## Point localization data
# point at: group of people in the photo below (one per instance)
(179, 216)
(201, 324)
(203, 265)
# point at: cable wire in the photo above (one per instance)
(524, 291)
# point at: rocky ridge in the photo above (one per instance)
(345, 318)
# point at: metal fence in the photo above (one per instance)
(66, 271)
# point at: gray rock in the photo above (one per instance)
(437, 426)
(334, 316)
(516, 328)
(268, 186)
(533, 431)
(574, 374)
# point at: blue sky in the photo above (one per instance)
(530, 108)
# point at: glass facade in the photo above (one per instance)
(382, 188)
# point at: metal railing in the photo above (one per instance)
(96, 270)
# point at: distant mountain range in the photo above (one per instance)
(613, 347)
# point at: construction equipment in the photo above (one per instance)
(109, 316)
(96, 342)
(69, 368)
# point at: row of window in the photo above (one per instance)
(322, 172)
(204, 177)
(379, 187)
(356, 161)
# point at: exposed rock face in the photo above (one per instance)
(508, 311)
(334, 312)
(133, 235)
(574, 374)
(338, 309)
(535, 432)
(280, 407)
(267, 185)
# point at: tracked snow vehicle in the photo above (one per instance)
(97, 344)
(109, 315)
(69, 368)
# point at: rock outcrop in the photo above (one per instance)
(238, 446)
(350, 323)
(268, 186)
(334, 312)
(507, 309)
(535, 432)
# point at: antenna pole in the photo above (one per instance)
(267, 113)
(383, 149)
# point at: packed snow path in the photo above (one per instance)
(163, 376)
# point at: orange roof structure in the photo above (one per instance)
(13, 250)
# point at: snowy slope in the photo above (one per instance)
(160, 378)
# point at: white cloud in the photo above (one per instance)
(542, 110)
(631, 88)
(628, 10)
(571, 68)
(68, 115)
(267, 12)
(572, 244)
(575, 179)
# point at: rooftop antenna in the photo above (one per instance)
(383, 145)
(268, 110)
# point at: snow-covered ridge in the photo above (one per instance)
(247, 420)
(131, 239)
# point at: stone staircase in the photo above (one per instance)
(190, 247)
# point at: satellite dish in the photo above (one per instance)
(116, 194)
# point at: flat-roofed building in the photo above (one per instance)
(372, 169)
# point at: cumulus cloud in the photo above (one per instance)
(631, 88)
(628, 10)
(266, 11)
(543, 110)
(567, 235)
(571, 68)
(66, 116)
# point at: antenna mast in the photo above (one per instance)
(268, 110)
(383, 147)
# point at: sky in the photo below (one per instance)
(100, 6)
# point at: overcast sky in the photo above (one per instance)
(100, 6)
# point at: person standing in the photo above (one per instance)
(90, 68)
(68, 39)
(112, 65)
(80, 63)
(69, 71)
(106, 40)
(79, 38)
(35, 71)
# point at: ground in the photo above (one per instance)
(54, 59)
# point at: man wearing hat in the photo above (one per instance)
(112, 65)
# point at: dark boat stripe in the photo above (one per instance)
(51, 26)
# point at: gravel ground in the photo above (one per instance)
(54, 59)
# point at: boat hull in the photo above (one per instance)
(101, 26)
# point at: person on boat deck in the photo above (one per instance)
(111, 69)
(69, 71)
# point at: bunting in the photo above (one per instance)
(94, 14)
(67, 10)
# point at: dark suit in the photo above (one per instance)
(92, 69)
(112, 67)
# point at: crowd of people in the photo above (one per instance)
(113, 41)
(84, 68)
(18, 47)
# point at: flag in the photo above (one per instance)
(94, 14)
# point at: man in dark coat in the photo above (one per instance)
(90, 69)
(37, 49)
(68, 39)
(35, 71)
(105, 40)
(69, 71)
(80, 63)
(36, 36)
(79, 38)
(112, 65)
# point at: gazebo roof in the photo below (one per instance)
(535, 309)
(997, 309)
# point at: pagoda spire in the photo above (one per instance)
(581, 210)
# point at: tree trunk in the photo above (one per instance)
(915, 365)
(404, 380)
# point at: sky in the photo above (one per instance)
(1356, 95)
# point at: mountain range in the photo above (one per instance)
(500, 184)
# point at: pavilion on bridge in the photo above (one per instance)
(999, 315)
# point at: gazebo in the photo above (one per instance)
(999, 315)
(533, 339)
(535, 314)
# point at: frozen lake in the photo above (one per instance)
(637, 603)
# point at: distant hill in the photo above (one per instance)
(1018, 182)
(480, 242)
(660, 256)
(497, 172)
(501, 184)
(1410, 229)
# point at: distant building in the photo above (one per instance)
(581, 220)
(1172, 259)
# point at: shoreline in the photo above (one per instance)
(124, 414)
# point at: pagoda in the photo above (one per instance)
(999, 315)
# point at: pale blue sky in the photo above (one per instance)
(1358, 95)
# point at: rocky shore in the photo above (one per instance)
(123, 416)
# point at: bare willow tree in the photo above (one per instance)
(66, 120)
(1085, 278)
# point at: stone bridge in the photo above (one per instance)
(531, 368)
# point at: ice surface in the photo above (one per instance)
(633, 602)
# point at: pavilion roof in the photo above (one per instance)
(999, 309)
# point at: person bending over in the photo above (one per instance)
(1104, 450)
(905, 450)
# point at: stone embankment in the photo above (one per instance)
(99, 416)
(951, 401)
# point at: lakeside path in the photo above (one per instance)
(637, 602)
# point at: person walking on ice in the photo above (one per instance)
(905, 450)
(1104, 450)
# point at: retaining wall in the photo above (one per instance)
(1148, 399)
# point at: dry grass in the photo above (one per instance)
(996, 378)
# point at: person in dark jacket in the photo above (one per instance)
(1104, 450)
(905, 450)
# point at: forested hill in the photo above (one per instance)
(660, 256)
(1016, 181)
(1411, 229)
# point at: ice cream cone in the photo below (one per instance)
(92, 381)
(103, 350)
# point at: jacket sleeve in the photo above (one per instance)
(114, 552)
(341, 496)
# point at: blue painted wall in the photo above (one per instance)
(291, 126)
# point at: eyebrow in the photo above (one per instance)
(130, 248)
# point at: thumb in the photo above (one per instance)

## Your assignment
Emit the records above again, exactly, with no line skipped.

## Answer to this task
# point at: group of people in the photo below (one per instance)
(179, 216)
(201, 324)
(203, 265)
# point at: cable wire in the photo above (one per instance)
(524, 291)
# point at: rocky ridge in the photo above (one per instance)
(345, 318)
# point at: metal fence in the photo above (one per instance)
(66, 271)
# point at: gray rock in the photo above (one per instance)
(437, 426)
(334, 316)
(516, 328)
(268, 186)
(533, 431)
(574, 374)
# point at: blue sky in the photo above (one per instance)
(530, 108)
# point at: glass facade in the photo above (one per instance)
(382, 188)
# point at: metal railing in the photo above (one per instance)
(96, 270)
# point at: distant mountain range in the photo above (one per instance)
(613, 347)
# point at: construction equipment in the photo above (one per instance)
(109, 316)
(96, 342)
(69, 368)
# point at: row of window in the photo above (one per instance)
(322, 172)
(204, 177)
(379, 187)
(356, 161)
# point at: exposed rock face in the photo above (one per instance)
(508, 311)
(334, 312)
(133, 235)
(574, 374)
(338, 309)
(535, 432)
(280, 407)
(267, 185)
# point at: tracked snow vehicle in the photo above (one per instance)
(97, 344)
(109, 315)
(69, 368)
# point at: rock outcrop in the photo above (one per instance)
(238, 446)
(350, 323)
(268, 186)
(334, 312)
(507, 309)
(535, 432)
# point at: antenna pole in the photo above (one per instance)
(267, 113)
(383, 149)
# point at: packed snow path in the photo above (one per instance)
(163, 376)
# point at: orange roof structure in the photo above (one per instance)
(13, 250)
# point at: snowy slope in the photo above (one per instance)
(160, 378)
# point at: white cloud in the photo above (one per instance)
(542, 110)
(631, 88)
(628, 10)
(571, 68)
(68, 115)
(267, 12)
(572, 244)
(575, 179)
# point at: rooftop antenna in the photo above (one per instance)
(383, 145)
(268, 110)
# point at: snow-covered ridge in the photo above (one per instance)
(247, 420)
(131, 239)
# point at: stone staircase in the photo above (one per instance)
(190, 247)
# point at: satellite dish in the photo above (one per instance)
(116, 194)
# point at: flat-roofed building in the photo above (one per instance)
(372, 169)
# point at: cumulus cloud in the photo above (one per instance)
(631, 88)
(628, 10)
(266, 11)
(543, 110)
(567, 235)
(571, 68)
(66, 116)
# point at: antenna mast in the photo above (one per instance)
(268, 110)
(383, 147)
# point at: sky in the photo below (one per instance)
(100, 6)
# point at: overcast sky in the photo above (one per instance)
(100, 6)
# point at: person standing in the photo above (one per instance)
(90, 68)
(68, 39)
(112, 65)
(80, 63)
(69, 71)
(106, 40)
(79, 38)
(35, 71)
# point at: ground in the photo above (one per instance)
(54, 59)
# point at: man wearing hat in the photo above (one per instance)
(112, 65)
# point at: dark boat stripe in the photo above (one per instance)
(51, 26)
# point at: gravel ground in the photo above (one per instance)
(54, 59)
# point at: boat hull in the photo above (one per instance)
(101, 26)
# point at: person on boat deck in the photo above (one per instance)
(111, 69)
(69, 71)
# point at: bunting in the photo above (one per instance)
(94, 14)
(67, 10)
# point at: dark suit in the photo above (one per instance)
(92, 69)
(112, 67)
# point at: crowd of people in the photo above (one per instance)
(113, 41)
(84, 68)
(18, 47)
# point at: flag in the photo above (one per instance)
(94, 14)
# point at: man in dark coat in the photo above (one per instance)
(90, 69)
(37, 49)
(68, 39)
(35, 71)
(105, 40)
(69, 71)
(80, 63)
(36, 36)
(79, 38)
(112, 65)
# point at: gazebo roof in the photo below (one per instance)
(535, 309)
(997, 309)
# point at: pagoda spire in the photo above (one per instance)
(581, 210)
# point at: tree trunk in the photo above (one per instance)
(915, 365)
(404, 380)
# point at: sky in the photo above (one per instance)
(1356, 95)
# point at: mountain range in the photo above (one per instance)
(500, 184)
# point at: pavilion on bridge in the photo above (one per instance)
(999, 315)
# point at: gazebo in the photo above (one per instance)
(999, 315)
(533, 339)
(535, 314)
# point at: frozen lake in the photo above (one per instance)
(637, 603)
# point at: distant hill in the photo above (one per instance)
(1018, 182)
(480, 242)
(660, 256)
(497, 172)
(501, 184)
(1410, 229)
# point at: distant building in the photo above (one per instance)
(581, 220)
(1172, 259)
# point at: shoreline in the photo above (one per instance)
(124, 414)
# point at: pagoda in the photo above (one per instance)
(999, 315)
# point at: pale blue sky in the photo above (one per instance)
(1358, 95)
# point at: rocky shore in the photo above (one per instance)
(123, 416)
# point at: bare willow tree in the photo above (one per instance)
(66, 120)
(1085, 278)
# point at: stone bridge in the photo above (one per instance)
(531, 368)
# point at: ice surface in the photo above (one per instance)
(633, 602)
# point at: pavilion roof in the photo above (one per instance)
(999, 309)
# point at: person bending over in the photo above (one per instance)
(1104, 450)
(905, 450)
# point at: stone embankment in the photo above (one per instance)
(99, 416)
(951, 401)
# point at: lakeside path in the photo above (one per instance)
(637, 602)
# point at: person walking on ice in the photo above (one per instance)
(905, 450)
(1104, 450)
# point at: retaining wall in the photo above (one per instance)
(1148, 399)
# point at: dry grass in the photo above (one per instance)
(996, 378)
# point at: person in dark jacket in the photo above (one per instance)
(1104, 450)
(905, 450)
# point at: forested hill in the photo above (one per instance)
(660, 256)
(1016, 181)
(1411, 229)
# point at: ice cream cone in the photo below (one per instance)
(92, 381)
(103, 350)
# point at: jacket sleeve in the photo above (one per instance)
(114, 552)
(341, 496)
# point at: blue painted wall in the photo above (one per instance)
(291, 126)
# point at: eyebrow in the photo above (one per instance)
(130, 248)
# point at: thumb in the photo above (one per instance)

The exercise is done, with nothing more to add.